Task:
Reproduce the data below with "locate all matching instances" swapped for "find every matching instance" throughout and everything else left unchanged, omitting the pictures.

[Data drawn from a collection]

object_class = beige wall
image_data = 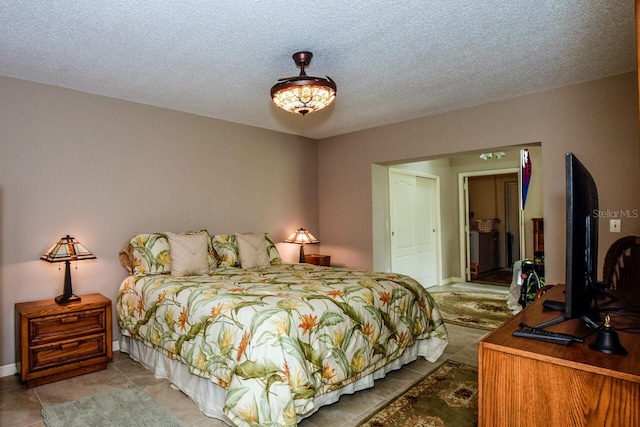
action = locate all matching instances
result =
[319,73,640,283]
[0,77,322,365]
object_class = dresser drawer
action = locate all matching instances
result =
[29,334,107,372]
[29,309,106,345]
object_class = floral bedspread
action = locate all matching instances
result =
[116,264,447,426]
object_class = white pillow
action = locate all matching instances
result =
[165,231,209,277]
[236,233,271,268]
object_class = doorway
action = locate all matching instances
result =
[389,169,440,288]
[459,168,523,286]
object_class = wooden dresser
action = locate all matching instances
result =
[478,285,640,427]
[304,254,331,267]
[16,294,112,388]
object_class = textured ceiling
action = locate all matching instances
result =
[0,0,636,139]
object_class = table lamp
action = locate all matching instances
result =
[284,227,320,263]
[40,234,96,304]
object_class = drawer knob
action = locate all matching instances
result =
[60,341,79,351]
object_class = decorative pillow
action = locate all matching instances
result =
[129,233,171,276]
[165,231,209,277]
[211,234,240,267]
[264,233,282,265]
[236,233,270,268]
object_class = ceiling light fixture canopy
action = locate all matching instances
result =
[271,51,337,116]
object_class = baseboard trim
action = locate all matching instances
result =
[0,341,120,378]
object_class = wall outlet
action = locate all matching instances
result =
[609,219,620,233]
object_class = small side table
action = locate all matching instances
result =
[16,294,112,388]
[304,254,331,267]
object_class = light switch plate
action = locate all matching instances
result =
[609,219,620,233]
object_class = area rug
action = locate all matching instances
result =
[360,360,478,427]
[431,291,513,331]
[42,387,184,427]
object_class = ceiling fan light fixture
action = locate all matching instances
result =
[271,51,337,116]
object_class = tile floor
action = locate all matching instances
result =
[0,325,487,427]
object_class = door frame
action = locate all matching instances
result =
[458,168,525,282]
[386,167,442,286]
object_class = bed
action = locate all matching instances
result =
[116,231,447,426]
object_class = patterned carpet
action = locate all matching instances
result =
[431,291,513,330]
[361,360,478,427]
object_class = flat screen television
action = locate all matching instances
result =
[537,153,598,328]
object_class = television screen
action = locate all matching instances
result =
[536,153,598,328]
[565,153,598,319]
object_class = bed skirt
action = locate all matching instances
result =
[120,335,447,426]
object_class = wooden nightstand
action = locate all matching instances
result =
[16,294,112,388]
[304,254,331,267]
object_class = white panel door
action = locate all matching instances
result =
[389,171,438,287]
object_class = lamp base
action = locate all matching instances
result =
[55,294,80,304]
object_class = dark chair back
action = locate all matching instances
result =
[602,236,640,291]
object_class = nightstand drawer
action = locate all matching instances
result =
[29,309,106,345]
[15,294,112,388]
[304,254,331,267]
[29,334,107,372]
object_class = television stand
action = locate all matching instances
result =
[478,285,640,427]
[534,294,604,329]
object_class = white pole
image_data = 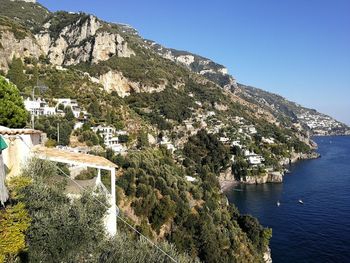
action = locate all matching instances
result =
[96,168,101,186]
[108,168,117,236]
[57,123,60,145]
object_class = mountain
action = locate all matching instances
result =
[145,36,350,135]
[0,0,347,262]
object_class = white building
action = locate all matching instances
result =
[219,137,230,143]
[24,97,56,116]
[91,125,128,153]
[244,150,265,165]
[159,136,176,153]
[54,98,88,119]
[0,126,46,177]
[91,125,115,147]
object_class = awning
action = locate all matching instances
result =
[32,145,118,170]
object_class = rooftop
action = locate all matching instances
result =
[32,145,118,169]
[0,126,42,135]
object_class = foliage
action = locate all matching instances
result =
[238,215,272,254]
[6,57,28,90]
[0,202,30,262]
[0,177,31,262]
[0,0,49,29]
[17,160,106,262]
[75,168,97,180]
[35,116,74,145]
[183,130,229,173]
[126,87,195,130]
[0,76,28,128]
[116,150,266,262]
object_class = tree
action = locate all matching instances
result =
[20,160,107,262]
[0,76,28,128]
[7,58,27,90]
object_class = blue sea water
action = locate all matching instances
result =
[227,136,350,263]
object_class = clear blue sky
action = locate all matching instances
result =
[39,0,350,124]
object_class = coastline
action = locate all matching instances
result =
[218,151,321,193]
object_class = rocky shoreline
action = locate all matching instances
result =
[218,152,321,192]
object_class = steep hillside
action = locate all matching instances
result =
[0,0,330,262]
[140,32,350,135]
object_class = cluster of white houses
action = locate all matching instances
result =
[91,125,128,153]
[24,97,89,119]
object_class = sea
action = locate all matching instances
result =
[227,136,350,263]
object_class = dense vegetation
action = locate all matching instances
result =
[116,145,271,262]
[0,75,29,128]
[0,160,194,263]
[0,0,326,262]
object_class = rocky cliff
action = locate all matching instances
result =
[0,17,43,73]
[35,13,135,66]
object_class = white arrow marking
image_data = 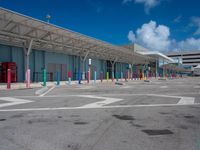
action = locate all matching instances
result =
[78,95,123,108]
[0,97,32,108]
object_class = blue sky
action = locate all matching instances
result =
[0,0,200,51]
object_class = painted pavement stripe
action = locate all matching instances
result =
[39,86,55,96]
[0,97,32,108]
[0,103,200,112]
[178,97,195,104]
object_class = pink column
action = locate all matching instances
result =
[88,69,90,83]
[26,69,31,88]
[7,69,11,89]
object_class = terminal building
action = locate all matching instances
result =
[166,51,200,67]
[0,8,173,82]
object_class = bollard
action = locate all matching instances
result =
[26,69,31,88]
[68,71,72,85]
[116,72,119,81]
[94,71,97,83]
[57,71,60,85]
[100,72,103,83]
[78,70,81,84]
[50,72,53,81]
[87,70,90,83]
[127,70,130,80]
[7,69,11,89]
[121,72,124,81]
[112,72,114,82]
[106,72,109,82]
[124,73,127,81]
[43,69,47,87]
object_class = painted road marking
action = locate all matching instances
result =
[0,97,33,108]
[78,95,123,108]
[0,103,200,112]
[160,86,168,89]
[39,86,55,96]
[0,94,197,112]
[178,97,195,104]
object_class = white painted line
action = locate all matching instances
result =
[0,97,32,108]
[0,103,200,112]
[39,86,55,96]
[178,97,195,104]
[76,95,123,108]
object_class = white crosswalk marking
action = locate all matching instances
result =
[77,95,123,108]
[0,97,32,108]
[177,97,195,104]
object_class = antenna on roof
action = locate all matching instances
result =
[46,14,51,23]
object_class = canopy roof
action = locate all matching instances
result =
[138,51,174,63]
[0,7,149,63]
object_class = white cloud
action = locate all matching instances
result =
[128,21,200,52]
[128,21,171,51]
[177,38,200,51]
[191,17,200,35]
[122,0,160,14]
[128,31,136,43]
[173,15,182,23]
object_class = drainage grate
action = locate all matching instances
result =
[74,121,88,125]
[142,129,173,135]
[113,115,135,120]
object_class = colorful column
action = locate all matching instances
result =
[112,71,114,82]
[26,69,30,88]
[57,71,60,85]
[7,69,11,89]
[87,68,90,83]
[43,69,47,87]
[94,71,97,83]
[78,68,81,84]
[100,71,103,82]
[116,72,119,81]
[106,72,109,82]
[68,71,72,85]
[121,72,124,81]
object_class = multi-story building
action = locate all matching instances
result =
[166,50,200,67]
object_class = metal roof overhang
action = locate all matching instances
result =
[0,7,147,63]
[139,51,174,63]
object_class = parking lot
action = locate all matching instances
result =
[0,78,200,150]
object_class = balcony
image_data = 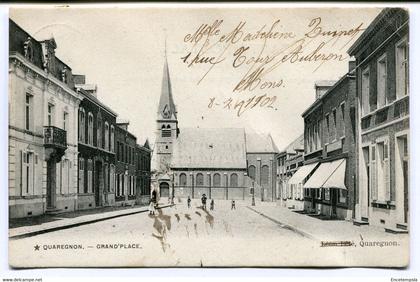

Task response:
object_class = beige wall
image_data = 
action = find every matching instance
result =
[319,73,640,283]
[0,77,322,365]
object_class = dresser drawer
action = find every matching instance
result =
[29,334,107,372]
[29,309,106,345]
object_class = floral bedspread
action = find every matching instance
result =
[116,264,447,426]
object_class = white pillow
action = find every matching instance
result =
[165,231,209,277]
[236,233,271,268]
object_class = doorway
action = find every matching instance
result =
[389,169,440,288]
[459,168,523,286]
object_class = wooden dresser
action = find every matching instance
result =
[478,285,640,427]
[304,254,331,267]
[16,294,112,388]
object_class = textured ceiling
action = find every matching instance
result =
[0,0,636,139]
object_class = table lamp
action = find every matching instance
result =
[284,227,320,263]
[40,234,96,304]
object_class = drawer knob
action = find every matching instance
result =
[60,341,79,351]
object_class = decorative pillow
action = find every matching instance
result =
[129,233,171,276]
[165,231,209,277]
[211,234,240,267]
[264,233,282,265]
[236,233,270,268]
object_class = ceiling light fixture canopy
action = find every matching instance
result =
[271,51,337,116]
object_class = baseboard trim
action = find every matching instance
result =
[0,341,120,378]
object_class = wall outlet
action = find every matching instance
result =
[609,219,620,233]
object_class = small side table
action = find every matching instance
result =
[16,294,112,388]
[304,254,331,267]
object_class = light switch plate
action = find every matching instance
result =
[609,219,620,233]
object_class = area rug
action = find every matching instance
result =
[360,360,478,427]
[431,291,513,331]
[42,387,184,427]
object_class = ceiling fan light fixture
action = find every matching instance
result =
[271,51,337,116]
object_class = tile floor
action = find every matching instance
result =
[0,325,487,427]
object_class = door frame
action = find every matching instance
result =
[458,168,525,282]
[386,167,442,286]
object_class = bed
action = find every matching instance
result =
[116,231,447,426]
object_class = patterned carpet
action = find every matching instance
result =
[431,291,513,330]
[361,360,478,427]
object_class = flat screen television
action = find every matching instance
result =
[537,153,598,328]
object_class = television screen
action = find every matching instance
result =
[536,153,598,328]
[565,153,598,319]
object_class = bed skirt
action = find every matching instance
result =
[120,335,447,426]
object_class = wooden nightstand
action = find every matching instance
result =
[16,294,112,388]
[304,254,331,267]
object_class = white panel door
action = find every matching instance
result =
[389,171,438,287]
object_class = lamp base
action = find every matching instance
result =
[55,294,80,304]
object_class = dark chair back
action = find every matching instance
result =
[602,236,640,291]
object_class = nightstand drawer
action = find every matching instance
result =
[29,309,106,345]
[15,294,112,388]
[304,254,331,267]
[29,334,107,372]
object_class = television stand
action = find every matching instance
result =
[478,285,640,427]
[534,294,604,329]
object_class = white pole
image_data = 
action = find every matching instance
result =
[96,168,101,186]
[108,168,117,236]
[57,123,60,145]
object_class = mountain
action = find every matching instance
result =
[145,36,350,135]
[0,0,347,262]
object_class = white building
action = find every matching instance
result =
[219,137,230,143]
[24,97,56,116]
[91,125,128,153]
[244,150,265,165]
[159,136,176,153]
[54,98,88,119]
[0,126,46,177]
[91,125,115,147]
object_class = awning
action = find every matching instance
result =
[32,145,118,170]
object_class = rooftop
action = find every matching instance
result =
[32,145,118,169]
[0,126,42,135]
object_class = foliage
action = find every matching instance
result =
[238,215,272,254]
[6,57,28,90]
[0,202,30,262]
[0,177,31,262]
[0,0,49,29]
[17,160,106,262]
[75,168,97,180]
[35,116,74,145]
[183,130,229,173]
[126,87,195,130]
[0,76,28,128]
[116,150,266,262]
object_class = tree
action = find every matching instance
result =
[20,160,107,262]
[0,76,28,128]
[7,58,27,90]
object_class = blue sea water
action = find every matching instance
result =
[227,136,350,263]
object_class = clear blue sky
action = find every matching instance
result =
[39,0,350,124]
object_class = coastline
action = find every matching instance
result =
[218,151,321,193]
object_class = rocky shoreline
action = find every matching instance
result =
[218,152,321,192]
object_class = steep hillside
action = find every matching instance
result =
[0,0,330,262]
[140,32,350,135]
object_class = cluster of white houses
action = find every matching instance
result =
[91,125,128,153]
[24,97,89,119]
object_class = sea
action = find every matching instance
result =
[227,136,350,263]
object_class = dense vegetation
action = find every matching instance
result =
[116,145,271,262]
[0,75,29,128]
[0,160,194,263]
[0,0,326,262]
object_class = rocky cliff
action = find every matching instance
result =
[0,17,43,73]
[35,13,135,66]
object_class = white arrow marking
image_data = 
action = find every matching instance
result =
[78,95,123,108]
[0,97,32,108]
object_class = blue sky
action = find every matching instance
result =
[0,0,200,51]
object_class = painted pavement stripe
action = find every matching instance
result =
[39,86,55,96]
[0,97,32,108]
[0,103,200,112]
[178,97,195,104]
object_class = pink column
action = find every matching instance
result =
[88,69,90,83]
[26,69,31,88]
[7,69,11,89]
object_class = terminal building
action = find every matching instance
result =
[166,51,200,67]
[0,8,173,82]
object_class = bollard
action = find every matching instance
result =
[26,69,31,88]
[68,71,72,85]
[116,72,119,81]
[94,71,97,83]
[57,71,60,85]
[100,72,103,83]
[78,70,81,84]
[50,72,53,81]
[87,70,90,83]
[127,70,130,80]
[7,69,11,89]
[121,72,124,81]
[112,72,114,82]
[106,72,109,82]
[124,73,127,81]
[43,69,47,87]
object_class = painted road marking
action = find every matching instance
result =
[0,97,33,108]
[78,95,123,108]
[0,103,200,112]
[160,86,168,89]
[39,86,55,96]
[0,94,197,112]
[178,97,195,104]
object_class = white painted line
action = find every matching instance
result =
[0,97,32,108]
[0,103,200,112]
[39,86,55,96]
[178,97,195,104]
[76,95,123,108]
object_class = white crosswalk marking
action = find every matching instance
result =
[77,95,123,108]
[0,97,32,108]
[177,97,195,104]
object_class = antenna on roof
action = find every matching instance
result =
[46,14,51,23]
object_class = canopy roof
action = find every matching instance
result =
[138,51,174,63]
[0,7,149,63]
object_class = white cloud
action = find every matching instance
result =
[128,21,200,52]
[128,21,171,51]
[177,38,200,51]
[191,17,200,35]
[122,0,160,14]
[128,31,136,43]
[173,15,182,23]
object_class = drainage grate
action = find every matching instance
result =
[74,121,88,125]
[142,129,173,135]
[113,115,135,120]
object_class = colorful column
action = find every matching instance
result =
[112,71,114,82]
[26,69,30,88]
[57,71,60,85]
[7,69,11,89]
[87,68,90,83]
[43,69,47,87]
[94,71,97,83]
[78,68,81,84]
[100,71,103,82]
[116,72,119,81]
[106,72,109,82]
[68,71,72,85]
[121,72,124,81]
object_class = multi-story building
action = find every matching instance
result =
[166,50,200,67]
object_class = metal roof overhang
action = find every matching instance
result =
[0,7,147,63]
[139,51,174,63]
object_class = parking lot
action = find every matching instance
result =
[0,78,200,150]
object_class = balcony
image_data = 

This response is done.